** Start of Excerpt **
As has been discussed by previous speakers, there has been a steady decline in adoption in WA, with adoption orders for only 12 unrelated children granted in 2010–11—four local and eight inter-country—and 25 known child adoptions; that is, two carers, seven step-parents and 16 adults. Those figures come from the Department for Child Protection’s annual report. We know that adoption applicants far outweigh the number of children available for adoption. This situation in WA is reflected across Australia. According to the Australian Institute of Health and Welfare, the 384 finalised adoptions in 2010–11 was the lowest annual number on record. It represented a seven per cent decline from the previous year and a 66 per cent decline from the 1 142 adoptions in 1990–91. In contrast to the dramatic decrease in the number of Australian children adopted, inter-country adoption numbers have fluctuated over the past two decades and have been the most common type of adoption since 1999–2000. However, the 215 such adoptions in 2010-11 continued a six-year pattern of decline. I believe the steady decline in adoptions for children within Australia is a good thing to the extent that it reflects society’s changing attitudes about raising children outside the traditional marriage structure. It is welcome that we have a broadened definition of what constitutes a healthy environment for a child to grow up in. I recognise that it also means we have increased the choice for women to determine their own reproductive future.
I acknowledge that there are also increased levels of support for families to stay together. Of course, I still believe, though, that we have a long way to go. There is still enormous room for improvement. I am thinking particularly about the ongoing need for assistance for struggling parents, as well as better attitudes towards a range of different family types, including sole parents and same-sex-couple parents, who we know are perfectly capable of raising emotionally, intellectually and physically healthy children who are also happy and very well adjusted. Therefore, it is important that adoption legislation be regularly updated to reflect not only contemporary values, but also our increasing understanding and knowledge about early childhood development and attachment, and, importantly, the profound and lifelong implications that may arise when we do not get these things right.
I note that this bill implements recommendations from the 2007 Adoption Act legislative review by the Adoption Act Legislative Review Committee, and I understand that the review is generally considered to have been very well done. There was wide consultation with stakeholders at the time that was positive. However, like Hon Sue Ellery, concerns have also been raised with me by stakeholders that there was not sufficient consultation in the drafting of the bill that we are debating tonight. Given that the review was undertaken in 2006 and the report delivered in 2007 and we are now in 2012, and that the minister chose not to accept all the recommendations of that original review, I for one would like to have seen a greater level of subsequent consultation.
** End of Excerpt **
** Start of Raw data **
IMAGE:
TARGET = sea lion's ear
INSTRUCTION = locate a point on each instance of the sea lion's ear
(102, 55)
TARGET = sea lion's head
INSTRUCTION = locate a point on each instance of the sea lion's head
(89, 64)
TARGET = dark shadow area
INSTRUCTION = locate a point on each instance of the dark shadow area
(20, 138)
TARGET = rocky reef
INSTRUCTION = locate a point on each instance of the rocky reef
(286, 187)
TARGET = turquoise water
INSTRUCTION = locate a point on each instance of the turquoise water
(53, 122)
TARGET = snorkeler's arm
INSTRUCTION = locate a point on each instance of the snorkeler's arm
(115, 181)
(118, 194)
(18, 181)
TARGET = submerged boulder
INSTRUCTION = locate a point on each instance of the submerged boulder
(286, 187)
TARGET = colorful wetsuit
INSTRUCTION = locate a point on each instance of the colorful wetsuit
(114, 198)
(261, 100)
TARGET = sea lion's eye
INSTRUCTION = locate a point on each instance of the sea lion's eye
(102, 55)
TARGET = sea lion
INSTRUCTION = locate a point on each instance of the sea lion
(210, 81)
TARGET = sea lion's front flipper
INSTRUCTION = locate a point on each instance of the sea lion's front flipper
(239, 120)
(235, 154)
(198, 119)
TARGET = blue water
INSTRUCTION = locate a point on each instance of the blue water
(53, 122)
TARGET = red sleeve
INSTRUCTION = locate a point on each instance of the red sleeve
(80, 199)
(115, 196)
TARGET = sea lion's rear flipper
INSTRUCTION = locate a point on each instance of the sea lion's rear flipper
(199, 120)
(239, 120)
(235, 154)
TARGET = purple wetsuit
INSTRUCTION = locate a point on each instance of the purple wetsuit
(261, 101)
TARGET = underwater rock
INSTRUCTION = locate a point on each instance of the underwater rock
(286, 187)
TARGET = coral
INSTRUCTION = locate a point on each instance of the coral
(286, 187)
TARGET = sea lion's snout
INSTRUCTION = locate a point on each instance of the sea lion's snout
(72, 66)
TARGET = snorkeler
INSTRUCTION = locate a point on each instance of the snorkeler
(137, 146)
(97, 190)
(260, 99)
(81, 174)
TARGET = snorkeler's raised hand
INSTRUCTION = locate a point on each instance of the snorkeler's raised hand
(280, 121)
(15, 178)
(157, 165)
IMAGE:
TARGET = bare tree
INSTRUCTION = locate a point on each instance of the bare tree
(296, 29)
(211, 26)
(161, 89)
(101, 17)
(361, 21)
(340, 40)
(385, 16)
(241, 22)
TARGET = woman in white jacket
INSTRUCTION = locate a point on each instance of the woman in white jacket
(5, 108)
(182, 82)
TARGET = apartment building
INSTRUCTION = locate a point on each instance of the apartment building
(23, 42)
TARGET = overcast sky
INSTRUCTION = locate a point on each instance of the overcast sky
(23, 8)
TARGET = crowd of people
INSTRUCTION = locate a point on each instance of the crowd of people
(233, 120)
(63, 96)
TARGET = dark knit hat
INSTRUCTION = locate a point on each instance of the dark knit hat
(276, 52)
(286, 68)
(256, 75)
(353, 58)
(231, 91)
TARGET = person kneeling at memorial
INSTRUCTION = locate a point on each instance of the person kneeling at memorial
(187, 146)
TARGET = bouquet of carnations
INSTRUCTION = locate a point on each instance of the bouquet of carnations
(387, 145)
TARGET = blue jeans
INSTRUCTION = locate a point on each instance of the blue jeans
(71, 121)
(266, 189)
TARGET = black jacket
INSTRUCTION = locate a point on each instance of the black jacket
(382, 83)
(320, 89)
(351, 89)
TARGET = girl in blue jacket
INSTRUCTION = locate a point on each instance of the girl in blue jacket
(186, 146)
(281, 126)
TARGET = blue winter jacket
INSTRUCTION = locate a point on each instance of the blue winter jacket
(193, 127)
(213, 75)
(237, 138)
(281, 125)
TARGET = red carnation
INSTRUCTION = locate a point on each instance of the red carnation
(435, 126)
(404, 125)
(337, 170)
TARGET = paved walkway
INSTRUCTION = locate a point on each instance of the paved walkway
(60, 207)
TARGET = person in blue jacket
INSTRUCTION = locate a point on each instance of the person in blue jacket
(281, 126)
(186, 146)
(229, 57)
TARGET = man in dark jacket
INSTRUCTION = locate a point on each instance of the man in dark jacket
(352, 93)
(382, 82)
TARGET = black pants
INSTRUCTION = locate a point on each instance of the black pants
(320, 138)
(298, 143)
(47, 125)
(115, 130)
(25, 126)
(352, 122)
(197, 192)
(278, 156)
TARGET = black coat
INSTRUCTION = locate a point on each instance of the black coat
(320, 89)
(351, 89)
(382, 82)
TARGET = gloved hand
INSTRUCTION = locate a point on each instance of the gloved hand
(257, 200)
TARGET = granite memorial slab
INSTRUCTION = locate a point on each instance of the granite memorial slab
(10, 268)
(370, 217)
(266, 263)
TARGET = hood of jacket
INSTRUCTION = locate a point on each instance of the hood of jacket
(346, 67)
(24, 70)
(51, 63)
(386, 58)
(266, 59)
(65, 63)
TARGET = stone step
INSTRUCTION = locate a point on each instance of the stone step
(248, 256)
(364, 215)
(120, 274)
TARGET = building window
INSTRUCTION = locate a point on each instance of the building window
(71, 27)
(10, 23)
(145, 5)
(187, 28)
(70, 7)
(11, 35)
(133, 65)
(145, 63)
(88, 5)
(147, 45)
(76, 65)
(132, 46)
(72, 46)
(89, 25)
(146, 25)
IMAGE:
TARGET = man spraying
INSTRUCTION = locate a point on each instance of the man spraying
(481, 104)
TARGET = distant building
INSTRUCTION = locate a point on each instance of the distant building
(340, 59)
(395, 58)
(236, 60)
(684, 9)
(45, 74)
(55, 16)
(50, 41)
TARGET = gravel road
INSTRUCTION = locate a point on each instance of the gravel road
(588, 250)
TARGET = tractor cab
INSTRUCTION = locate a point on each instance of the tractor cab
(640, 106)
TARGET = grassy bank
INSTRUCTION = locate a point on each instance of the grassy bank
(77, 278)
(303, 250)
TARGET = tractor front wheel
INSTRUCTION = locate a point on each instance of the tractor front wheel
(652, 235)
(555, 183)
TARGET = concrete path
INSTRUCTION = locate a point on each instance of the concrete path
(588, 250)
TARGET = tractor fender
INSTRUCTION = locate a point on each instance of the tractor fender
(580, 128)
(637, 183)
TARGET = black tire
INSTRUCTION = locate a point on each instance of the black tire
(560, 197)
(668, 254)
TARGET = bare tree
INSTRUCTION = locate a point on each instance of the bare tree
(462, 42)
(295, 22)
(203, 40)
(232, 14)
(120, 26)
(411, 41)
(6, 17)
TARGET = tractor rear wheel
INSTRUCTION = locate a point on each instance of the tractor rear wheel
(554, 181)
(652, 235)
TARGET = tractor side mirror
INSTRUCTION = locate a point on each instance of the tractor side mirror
** End of Raw data **
:: Set exercise ::
From the speech on adoption above, extract the passage between "I acknowledge that" and "these things right.", inclusive.

:: Final result ::
I acknowledge that there are also increased levels of support for families to stay together. Of course, I still believe, though, that we have a long way to go. There is still enormous room for improvement. I am thinking particularly about the ongoing need for assistance for struggling parents, as well as better attitudes towards a range of different family types, including sole parents and same-sex-couple parents, who we know are perfectly capable of raising emotionally, intellectually and physically healthy children who are also happy and very well adjusted. Therefore, it is important that adoption legislation be regularly updated to reflect not only contemporary values, but also our increasing understanding and knowledge about early childhood development and attachment, and, importantly, the profound and lifelong implications that may arise when we do not get these things right.